* _SOURCE PASSAGE_
Wiedekopf J, Drenkhahn C, Rosenau L, Ulrich H, Kock-Schoppenhauer AK, Ingenerf J. TerminoDiff - Detecting Semantic Differences in HL7 FHIR CodeSystems. Stud Health Technol Inform. 2022 May 25;294:362-366. doi: 10.3233/SHTI220475. PMID: 35612097.

How do I run this?

There are executable distributions available under the Releases section.

Executables are available for:

Windows 64-bit (built via GitHub Actions on Windows Server 2022)
macOS Intel x64 (built via GitGub Actions on Big Sur)
macOS aarch64 (built on Monterey)
Debian and derivatives, 64-bit (built via GitHub Actions on Ubuntu 20.04)

These releases include a Java VM and the needed run-time components, and can be run as-is. The macOS binaries are code-signed, but not notarized by Apple, and may ask for permission to run.

You can build the project yourself using Gradle, either from the console or via an IDE such as IntelliJ. If you want to build a native distribution yourself, you might need to edit the key composeBuildOs within the file gradle.properties to only include the operating system and target format you require - cross-building is not yet supported by the Compose Desktop framework. Valid strings for composeBuildOs are:

ubuntu, debian, deb for building DEBs on Linux
redhat, rpm for building RPMs on Linux
mac, macos for DMGs on macOS
windows, win for installable EXEs on Windows.

Capitalization of these values is ignored.

If you want to run from code, use at least JDK 11. If you want to build a native distribution, you need JDK 15 or later (17 recommended, due to problems we encountered using 15 on recent macOS), since jpackage is not available in prior versions.

Scoping Review

For more details on the scoping review we carried out, visit this page.

Why this app?

Determining how HL7 FHIR CodeSystem resources differ proves to be a very difficult task without specialized tooling, since there are many aspects to consider in these resources. This makes maintenance of well-formed FHIR CodeSystem resources much more difficult than it should be.

Level	Aspect	Example(-s)	TerminoDiff's Approach
0	Serialization format	JSON vs. XML	Reading using HAPI FHIR allows ignoring wire format, since the formats are semantically identical
1	Metadata level		Presentation as a table (lower half) in the GUI
1.1	Simple differences	`title`, `name`, `version`	String comparisons
1.2	Differences within lists	`language`, `version`	(keyed) difference lists, e.g. by using `language.code` as the key
2	Concept level		Presentation as a table (upper half) in the GUI
2.1	Simple differences	`display`, `designation`	String comparisons
2.2	Differences within lists	`property`, `designation`	(keyed) difference lists, e.g. by using `property.code` as the key
2.3	Unilaterality of concepts	Deletions and additions of codes / concepts across versions	Surfacing within the table with dedicated filter and highlight
3	Edge differences	Deletions and additions of `parent`/`child` properties; other properties linking concepts also considered	Creation and display of a difference graph with multiple color-coded types of edges.

What do I see?

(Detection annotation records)

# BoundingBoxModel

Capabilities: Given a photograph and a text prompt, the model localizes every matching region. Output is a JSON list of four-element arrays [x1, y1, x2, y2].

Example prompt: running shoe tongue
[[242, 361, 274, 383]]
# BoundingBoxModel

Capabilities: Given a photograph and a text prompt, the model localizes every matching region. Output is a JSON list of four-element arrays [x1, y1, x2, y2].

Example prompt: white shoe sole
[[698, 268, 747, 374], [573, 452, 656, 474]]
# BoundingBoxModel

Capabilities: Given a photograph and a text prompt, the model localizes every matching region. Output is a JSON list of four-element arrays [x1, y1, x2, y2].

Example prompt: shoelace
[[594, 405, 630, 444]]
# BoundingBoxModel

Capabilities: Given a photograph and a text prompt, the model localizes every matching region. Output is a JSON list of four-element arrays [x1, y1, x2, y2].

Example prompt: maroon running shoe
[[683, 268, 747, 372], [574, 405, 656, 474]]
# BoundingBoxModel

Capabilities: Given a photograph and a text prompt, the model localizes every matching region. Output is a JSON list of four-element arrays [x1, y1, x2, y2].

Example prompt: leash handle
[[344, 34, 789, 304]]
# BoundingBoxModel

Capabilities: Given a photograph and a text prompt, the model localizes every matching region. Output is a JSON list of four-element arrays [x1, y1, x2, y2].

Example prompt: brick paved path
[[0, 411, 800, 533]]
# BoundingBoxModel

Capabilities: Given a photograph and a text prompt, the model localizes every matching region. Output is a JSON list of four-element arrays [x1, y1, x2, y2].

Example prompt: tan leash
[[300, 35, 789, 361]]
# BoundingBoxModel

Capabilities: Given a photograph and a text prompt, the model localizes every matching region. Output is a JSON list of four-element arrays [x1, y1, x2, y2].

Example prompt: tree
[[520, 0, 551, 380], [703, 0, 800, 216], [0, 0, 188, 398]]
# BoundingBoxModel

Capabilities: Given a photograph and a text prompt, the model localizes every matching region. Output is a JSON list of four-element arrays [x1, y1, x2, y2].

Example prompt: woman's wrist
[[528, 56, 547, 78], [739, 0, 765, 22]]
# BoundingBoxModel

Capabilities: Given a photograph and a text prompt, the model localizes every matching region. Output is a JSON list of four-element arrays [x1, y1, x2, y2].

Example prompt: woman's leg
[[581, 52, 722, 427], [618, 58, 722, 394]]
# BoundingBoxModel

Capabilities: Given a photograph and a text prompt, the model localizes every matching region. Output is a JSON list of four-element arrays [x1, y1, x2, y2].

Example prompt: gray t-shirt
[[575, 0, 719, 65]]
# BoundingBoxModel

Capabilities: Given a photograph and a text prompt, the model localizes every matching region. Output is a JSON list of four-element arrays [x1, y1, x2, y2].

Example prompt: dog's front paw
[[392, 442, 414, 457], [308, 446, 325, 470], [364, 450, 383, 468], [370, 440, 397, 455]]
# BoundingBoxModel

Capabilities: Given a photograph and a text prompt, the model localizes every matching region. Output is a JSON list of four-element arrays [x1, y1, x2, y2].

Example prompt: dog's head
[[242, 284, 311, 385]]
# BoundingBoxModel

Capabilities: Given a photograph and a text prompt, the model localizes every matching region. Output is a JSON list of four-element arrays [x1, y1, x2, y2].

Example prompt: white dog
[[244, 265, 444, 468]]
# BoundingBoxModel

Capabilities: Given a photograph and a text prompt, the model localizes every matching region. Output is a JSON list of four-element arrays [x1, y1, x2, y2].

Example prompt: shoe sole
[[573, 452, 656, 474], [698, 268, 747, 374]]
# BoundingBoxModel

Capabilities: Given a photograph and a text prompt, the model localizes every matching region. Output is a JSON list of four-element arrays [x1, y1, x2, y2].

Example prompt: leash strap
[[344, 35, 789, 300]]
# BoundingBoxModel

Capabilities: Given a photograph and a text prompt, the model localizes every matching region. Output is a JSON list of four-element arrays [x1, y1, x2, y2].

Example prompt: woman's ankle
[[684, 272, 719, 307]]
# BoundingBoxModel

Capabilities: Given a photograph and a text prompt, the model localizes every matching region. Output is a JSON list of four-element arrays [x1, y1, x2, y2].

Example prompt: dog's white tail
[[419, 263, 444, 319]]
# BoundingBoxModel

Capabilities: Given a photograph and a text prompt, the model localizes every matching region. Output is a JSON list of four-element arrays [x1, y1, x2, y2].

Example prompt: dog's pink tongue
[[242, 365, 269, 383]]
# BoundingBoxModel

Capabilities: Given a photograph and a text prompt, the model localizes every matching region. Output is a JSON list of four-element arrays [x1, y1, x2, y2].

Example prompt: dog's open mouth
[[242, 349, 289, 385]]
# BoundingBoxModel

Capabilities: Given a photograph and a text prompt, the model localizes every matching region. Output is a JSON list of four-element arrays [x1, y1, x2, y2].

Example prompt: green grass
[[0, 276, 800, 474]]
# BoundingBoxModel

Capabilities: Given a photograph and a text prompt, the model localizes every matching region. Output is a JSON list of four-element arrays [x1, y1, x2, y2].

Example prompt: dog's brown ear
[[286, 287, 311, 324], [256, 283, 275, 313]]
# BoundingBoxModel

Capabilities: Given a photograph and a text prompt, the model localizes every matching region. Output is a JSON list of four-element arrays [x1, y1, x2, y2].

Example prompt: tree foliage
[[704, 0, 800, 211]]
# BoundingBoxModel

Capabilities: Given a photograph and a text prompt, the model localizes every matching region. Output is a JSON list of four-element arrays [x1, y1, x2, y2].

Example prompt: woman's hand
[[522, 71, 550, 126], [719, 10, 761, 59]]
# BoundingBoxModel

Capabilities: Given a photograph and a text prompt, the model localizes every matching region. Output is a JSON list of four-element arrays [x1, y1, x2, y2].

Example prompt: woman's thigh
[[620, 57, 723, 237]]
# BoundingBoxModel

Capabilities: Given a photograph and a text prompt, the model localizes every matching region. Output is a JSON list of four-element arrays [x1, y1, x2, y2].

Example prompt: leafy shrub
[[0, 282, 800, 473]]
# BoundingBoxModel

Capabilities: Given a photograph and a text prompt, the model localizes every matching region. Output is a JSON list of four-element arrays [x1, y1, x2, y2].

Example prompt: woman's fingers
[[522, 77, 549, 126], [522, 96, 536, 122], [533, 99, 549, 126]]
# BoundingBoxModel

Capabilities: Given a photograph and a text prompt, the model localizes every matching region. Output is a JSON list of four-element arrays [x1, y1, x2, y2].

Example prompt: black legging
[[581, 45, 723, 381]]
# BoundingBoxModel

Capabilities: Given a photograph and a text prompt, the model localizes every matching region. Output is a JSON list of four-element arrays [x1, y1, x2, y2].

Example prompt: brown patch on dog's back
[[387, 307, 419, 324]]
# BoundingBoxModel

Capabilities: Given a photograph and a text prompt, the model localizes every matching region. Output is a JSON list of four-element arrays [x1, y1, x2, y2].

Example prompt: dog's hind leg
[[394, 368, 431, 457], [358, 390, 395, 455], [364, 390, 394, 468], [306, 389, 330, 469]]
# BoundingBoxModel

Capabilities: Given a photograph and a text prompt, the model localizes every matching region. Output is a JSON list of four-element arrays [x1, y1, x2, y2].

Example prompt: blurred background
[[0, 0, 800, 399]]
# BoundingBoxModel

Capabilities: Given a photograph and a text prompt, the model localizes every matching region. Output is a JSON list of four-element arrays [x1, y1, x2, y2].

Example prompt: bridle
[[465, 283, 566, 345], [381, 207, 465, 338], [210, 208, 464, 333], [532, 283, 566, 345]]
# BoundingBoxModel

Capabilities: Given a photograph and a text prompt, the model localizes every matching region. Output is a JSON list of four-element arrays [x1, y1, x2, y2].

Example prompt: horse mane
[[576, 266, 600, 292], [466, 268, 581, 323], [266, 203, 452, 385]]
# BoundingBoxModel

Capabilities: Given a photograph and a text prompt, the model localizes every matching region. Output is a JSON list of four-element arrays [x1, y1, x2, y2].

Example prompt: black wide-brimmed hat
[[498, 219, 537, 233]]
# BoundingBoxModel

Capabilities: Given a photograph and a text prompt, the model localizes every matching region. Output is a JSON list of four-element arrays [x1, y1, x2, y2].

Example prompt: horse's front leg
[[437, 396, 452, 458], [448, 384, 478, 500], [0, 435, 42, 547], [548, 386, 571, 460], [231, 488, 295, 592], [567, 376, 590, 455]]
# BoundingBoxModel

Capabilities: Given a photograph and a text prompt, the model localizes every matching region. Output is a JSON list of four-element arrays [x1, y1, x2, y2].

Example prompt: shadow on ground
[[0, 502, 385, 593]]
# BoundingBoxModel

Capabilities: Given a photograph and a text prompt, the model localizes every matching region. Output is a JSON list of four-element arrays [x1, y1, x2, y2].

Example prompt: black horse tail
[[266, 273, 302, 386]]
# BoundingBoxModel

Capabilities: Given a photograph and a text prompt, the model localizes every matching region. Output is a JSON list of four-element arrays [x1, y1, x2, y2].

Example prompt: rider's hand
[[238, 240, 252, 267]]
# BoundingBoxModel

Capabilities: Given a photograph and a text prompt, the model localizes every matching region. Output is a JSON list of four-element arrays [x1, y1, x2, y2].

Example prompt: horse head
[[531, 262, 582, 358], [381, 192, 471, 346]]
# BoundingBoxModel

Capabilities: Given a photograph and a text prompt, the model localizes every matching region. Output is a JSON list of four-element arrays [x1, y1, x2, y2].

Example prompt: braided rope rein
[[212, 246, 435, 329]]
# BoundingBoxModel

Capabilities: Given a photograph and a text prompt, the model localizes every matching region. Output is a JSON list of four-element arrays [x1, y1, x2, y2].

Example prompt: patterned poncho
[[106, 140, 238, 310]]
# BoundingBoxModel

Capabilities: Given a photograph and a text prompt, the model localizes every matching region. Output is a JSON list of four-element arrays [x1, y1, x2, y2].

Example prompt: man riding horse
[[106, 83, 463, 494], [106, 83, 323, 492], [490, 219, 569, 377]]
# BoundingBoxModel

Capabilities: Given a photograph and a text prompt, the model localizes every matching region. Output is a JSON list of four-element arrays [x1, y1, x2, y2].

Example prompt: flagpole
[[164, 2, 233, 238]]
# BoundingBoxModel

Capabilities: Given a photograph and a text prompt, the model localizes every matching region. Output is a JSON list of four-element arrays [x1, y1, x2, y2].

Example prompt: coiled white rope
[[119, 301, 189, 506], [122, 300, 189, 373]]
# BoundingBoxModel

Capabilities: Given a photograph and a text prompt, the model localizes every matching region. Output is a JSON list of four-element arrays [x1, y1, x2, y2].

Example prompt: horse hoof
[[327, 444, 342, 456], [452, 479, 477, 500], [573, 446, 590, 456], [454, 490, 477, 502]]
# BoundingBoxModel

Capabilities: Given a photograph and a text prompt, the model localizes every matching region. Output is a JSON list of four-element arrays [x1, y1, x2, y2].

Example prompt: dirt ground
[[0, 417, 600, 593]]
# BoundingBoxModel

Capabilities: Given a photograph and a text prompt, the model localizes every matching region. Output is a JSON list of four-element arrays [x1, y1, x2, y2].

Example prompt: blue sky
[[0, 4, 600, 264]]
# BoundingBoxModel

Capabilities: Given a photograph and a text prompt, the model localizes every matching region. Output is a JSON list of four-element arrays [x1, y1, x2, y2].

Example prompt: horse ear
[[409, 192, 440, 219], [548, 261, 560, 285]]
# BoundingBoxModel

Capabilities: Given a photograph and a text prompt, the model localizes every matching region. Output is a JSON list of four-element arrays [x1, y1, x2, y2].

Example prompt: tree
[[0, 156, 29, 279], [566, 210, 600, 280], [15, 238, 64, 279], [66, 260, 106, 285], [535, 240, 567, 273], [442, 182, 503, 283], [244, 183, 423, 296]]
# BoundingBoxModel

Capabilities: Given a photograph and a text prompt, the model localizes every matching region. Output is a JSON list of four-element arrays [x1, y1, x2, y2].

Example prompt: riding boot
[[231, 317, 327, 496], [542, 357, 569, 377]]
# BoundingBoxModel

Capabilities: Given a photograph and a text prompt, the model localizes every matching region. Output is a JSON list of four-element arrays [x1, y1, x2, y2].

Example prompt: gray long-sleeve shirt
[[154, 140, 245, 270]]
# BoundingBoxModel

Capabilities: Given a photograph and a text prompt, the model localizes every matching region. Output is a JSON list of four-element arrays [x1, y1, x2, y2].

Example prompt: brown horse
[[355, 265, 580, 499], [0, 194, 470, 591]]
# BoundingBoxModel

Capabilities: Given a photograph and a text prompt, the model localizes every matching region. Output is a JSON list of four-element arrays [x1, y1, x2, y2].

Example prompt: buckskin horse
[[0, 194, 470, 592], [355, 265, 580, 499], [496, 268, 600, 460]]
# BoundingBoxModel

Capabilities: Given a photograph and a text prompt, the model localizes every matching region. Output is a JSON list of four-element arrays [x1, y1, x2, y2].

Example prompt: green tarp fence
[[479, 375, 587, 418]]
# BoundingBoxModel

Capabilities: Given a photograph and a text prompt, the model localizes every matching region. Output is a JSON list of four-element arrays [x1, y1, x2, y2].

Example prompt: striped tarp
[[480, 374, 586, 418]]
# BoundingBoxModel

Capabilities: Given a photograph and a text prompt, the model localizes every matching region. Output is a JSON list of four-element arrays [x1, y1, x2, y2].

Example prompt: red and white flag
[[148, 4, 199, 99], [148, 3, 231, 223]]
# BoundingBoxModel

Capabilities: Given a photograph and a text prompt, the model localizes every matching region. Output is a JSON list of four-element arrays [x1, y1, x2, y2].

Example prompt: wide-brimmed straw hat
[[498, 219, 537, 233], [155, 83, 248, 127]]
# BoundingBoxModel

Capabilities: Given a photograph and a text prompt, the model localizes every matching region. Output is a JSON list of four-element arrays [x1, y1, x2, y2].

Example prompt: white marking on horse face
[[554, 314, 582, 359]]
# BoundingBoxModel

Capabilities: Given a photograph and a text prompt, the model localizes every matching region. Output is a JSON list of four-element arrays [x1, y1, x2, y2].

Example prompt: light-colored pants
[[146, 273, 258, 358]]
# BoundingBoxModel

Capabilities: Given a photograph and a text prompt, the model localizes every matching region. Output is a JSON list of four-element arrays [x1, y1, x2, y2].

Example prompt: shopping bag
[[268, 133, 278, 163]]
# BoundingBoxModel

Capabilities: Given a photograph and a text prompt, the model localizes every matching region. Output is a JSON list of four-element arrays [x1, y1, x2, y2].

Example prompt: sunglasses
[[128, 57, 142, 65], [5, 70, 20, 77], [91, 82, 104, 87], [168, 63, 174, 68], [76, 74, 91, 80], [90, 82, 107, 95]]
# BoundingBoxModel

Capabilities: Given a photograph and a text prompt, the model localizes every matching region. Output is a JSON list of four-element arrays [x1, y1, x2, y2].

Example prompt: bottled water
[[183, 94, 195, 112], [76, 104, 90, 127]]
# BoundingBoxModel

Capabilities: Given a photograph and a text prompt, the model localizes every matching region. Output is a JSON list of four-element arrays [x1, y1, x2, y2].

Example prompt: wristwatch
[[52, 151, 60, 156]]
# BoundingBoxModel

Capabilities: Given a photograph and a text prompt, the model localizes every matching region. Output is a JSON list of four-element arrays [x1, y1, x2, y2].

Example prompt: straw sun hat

* _REQUIREMENTS_
a – Print the part of the TerminoDiff passage that opens with the words containing "Wiedekopf J, Drenkhahn" and closes with "Windows Server 2022)".
b – In the TerminoDiff passage, what is the minimum JDK version needed to run the project from code?

* _TASK RESULTS_
a –
Wiedekopf J, Drenkhahn C, Rosenau L, Ulrich H, Kock-Schoppenhauer AK, Ingenerf J. TerminoDiff - Detecting Semantic Differences in HL7 FHIR CodeSystems. Stud Health Technol Inform. 2022 May 25;294:362-366. doi: 10.3233/SHTI220475. PMID: 35612097.

How do I run this?

There are executable distributions available under the Releases section.

Executables are available for:

Windows 64-bit (built via GitHub Actions on Windows Server 2022)

b – JDK 11